=== What this task involves ===
Can you scale the data below by repeating every line, requests included, with each point coordinate in the answers multiplied by 2.15 and rounded to a whole number, halves rounded up? Keep the numbers in the requests and their format samples unchanged, and leave the pictures out of your reply.

=== Records for this exercise ===
-- begin --

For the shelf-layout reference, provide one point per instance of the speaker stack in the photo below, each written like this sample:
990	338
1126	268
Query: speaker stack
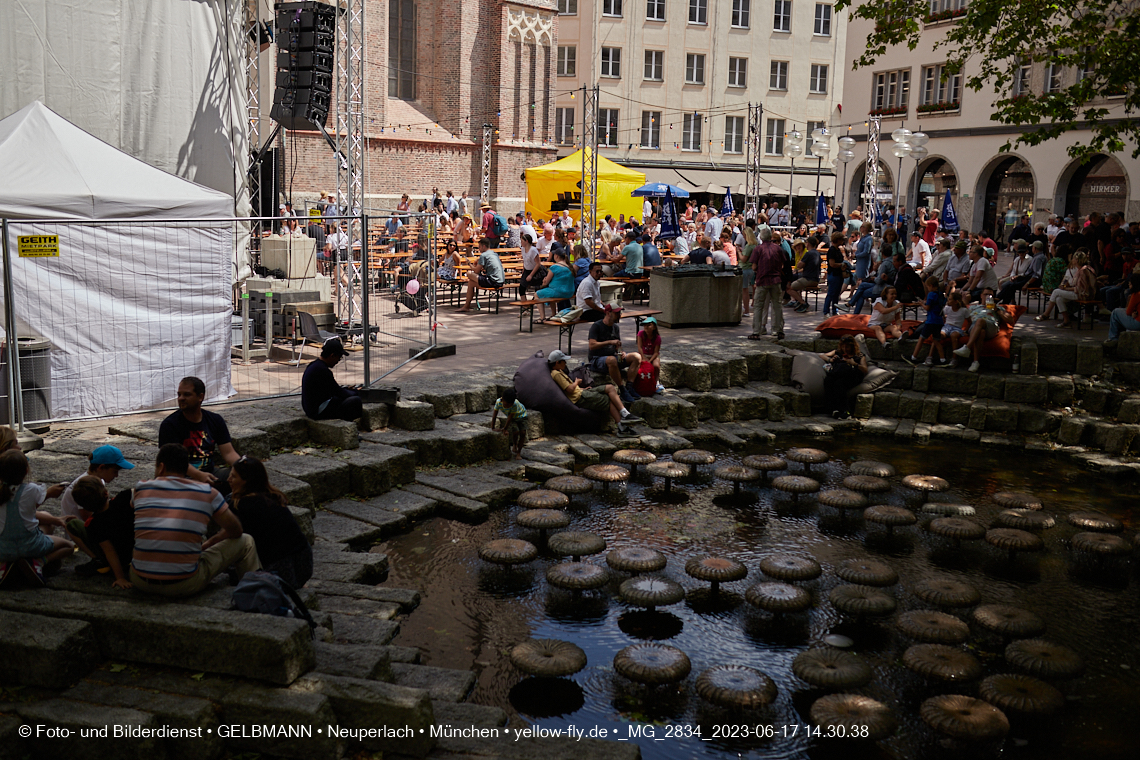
306	43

-- end --

=== Written response ===
For the shelf-layout reference, provide one point per instance of the speaker stack in the photo below, each written like this sample:
990	338
1126	268
Query: speaker stack
658	92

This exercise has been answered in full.